For the entries that follow, count the lines containing the string "metal" and write only the number.

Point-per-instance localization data

————

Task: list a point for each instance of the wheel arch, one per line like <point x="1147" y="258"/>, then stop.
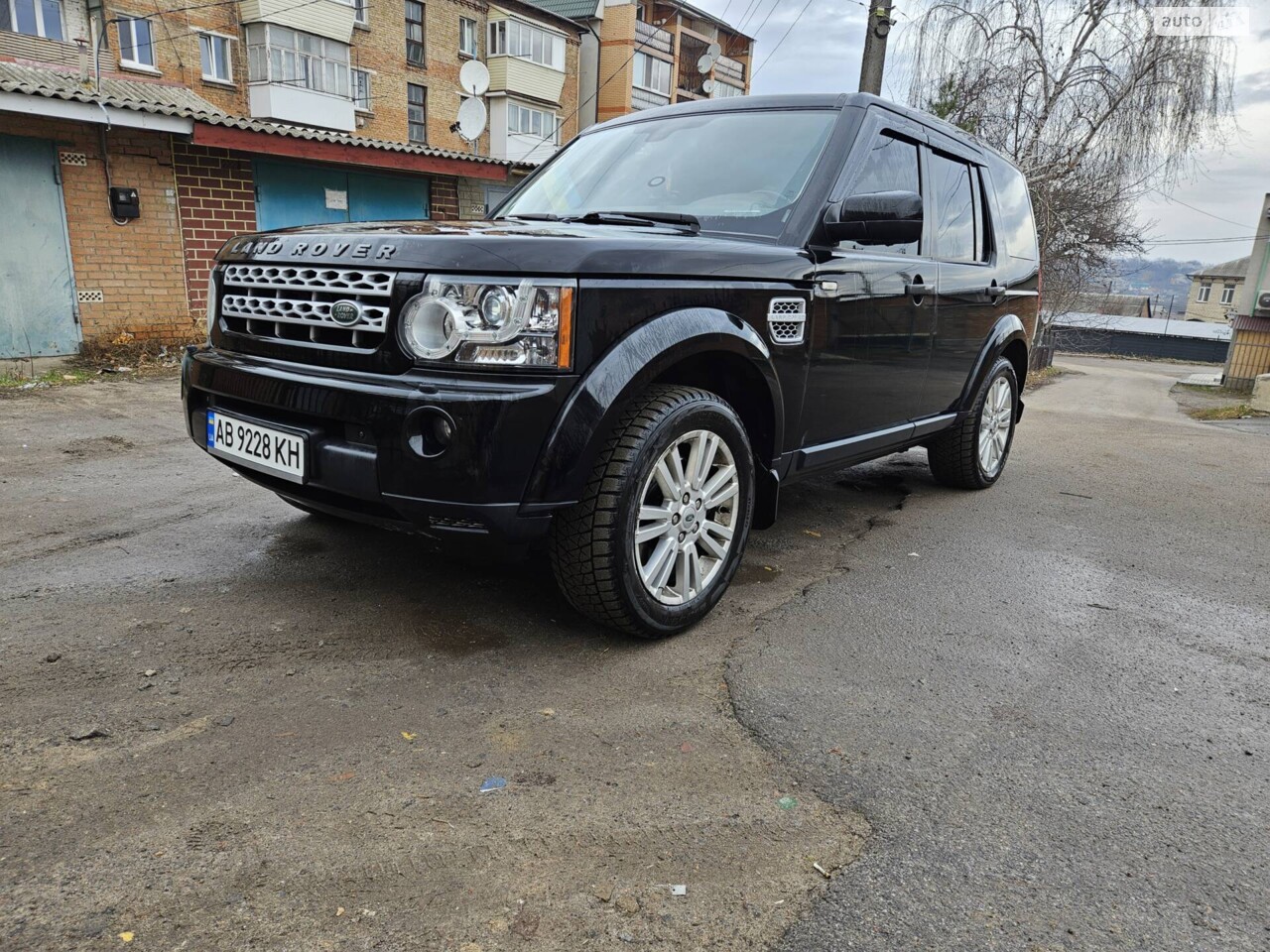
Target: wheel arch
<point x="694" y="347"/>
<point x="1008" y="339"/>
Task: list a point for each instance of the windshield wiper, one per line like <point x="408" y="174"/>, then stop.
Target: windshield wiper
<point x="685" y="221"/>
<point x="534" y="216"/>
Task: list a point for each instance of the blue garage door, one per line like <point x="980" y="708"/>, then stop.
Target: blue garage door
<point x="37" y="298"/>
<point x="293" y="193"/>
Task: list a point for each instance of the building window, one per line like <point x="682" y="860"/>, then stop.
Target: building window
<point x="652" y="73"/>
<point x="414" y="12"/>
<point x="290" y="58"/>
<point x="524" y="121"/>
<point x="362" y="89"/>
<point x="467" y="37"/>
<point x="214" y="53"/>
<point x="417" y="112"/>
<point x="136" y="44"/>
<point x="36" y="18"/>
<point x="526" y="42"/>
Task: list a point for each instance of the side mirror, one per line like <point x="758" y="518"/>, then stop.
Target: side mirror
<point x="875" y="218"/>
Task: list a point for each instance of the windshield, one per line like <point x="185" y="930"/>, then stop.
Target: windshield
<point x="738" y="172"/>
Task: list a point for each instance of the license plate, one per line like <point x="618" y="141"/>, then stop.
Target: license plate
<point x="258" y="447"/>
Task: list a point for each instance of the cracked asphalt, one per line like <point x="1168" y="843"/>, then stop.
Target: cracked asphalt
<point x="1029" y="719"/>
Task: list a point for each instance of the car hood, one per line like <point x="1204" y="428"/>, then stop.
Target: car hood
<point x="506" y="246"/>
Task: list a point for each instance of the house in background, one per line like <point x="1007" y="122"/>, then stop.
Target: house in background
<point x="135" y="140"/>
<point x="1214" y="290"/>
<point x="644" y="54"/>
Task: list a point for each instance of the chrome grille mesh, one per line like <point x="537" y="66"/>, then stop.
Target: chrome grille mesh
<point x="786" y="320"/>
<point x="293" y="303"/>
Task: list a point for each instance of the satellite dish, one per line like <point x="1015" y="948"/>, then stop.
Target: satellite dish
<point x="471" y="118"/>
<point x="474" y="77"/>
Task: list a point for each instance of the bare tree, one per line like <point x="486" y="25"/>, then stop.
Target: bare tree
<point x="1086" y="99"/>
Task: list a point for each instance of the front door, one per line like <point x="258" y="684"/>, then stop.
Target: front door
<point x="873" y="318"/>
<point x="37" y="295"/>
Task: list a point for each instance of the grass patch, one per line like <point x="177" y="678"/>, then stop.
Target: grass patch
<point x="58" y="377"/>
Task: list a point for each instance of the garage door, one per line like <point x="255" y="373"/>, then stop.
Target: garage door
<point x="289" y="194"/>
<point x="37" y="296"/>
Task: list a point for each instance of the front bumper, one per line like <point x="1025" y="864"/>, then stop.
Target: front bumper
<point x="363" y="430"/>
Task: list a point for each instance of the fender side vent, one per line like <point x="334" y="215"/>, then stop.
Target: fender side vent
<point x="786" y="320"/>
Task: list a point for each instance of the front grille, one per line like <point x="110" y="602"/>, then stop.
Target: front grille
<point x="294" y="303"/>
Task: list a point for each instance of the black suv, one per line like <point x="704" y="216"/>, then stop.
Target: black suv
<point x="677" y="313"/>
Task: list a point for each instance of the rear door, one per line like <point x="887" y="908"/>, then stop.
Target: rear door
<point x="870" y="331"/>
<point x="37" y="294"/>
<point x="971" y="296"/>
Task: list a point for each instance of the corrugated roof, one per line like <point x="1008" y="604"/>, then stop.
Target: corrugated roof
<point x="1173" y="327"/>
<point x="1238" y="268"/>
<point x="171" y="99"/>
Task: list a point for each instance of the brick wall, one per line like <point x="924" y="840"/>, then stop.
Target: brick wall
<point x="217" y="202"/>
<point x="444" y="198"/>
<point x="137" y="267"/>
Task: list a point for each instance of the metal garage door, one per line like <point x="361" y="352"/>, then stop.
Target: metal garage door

————

**Exercise result:** 2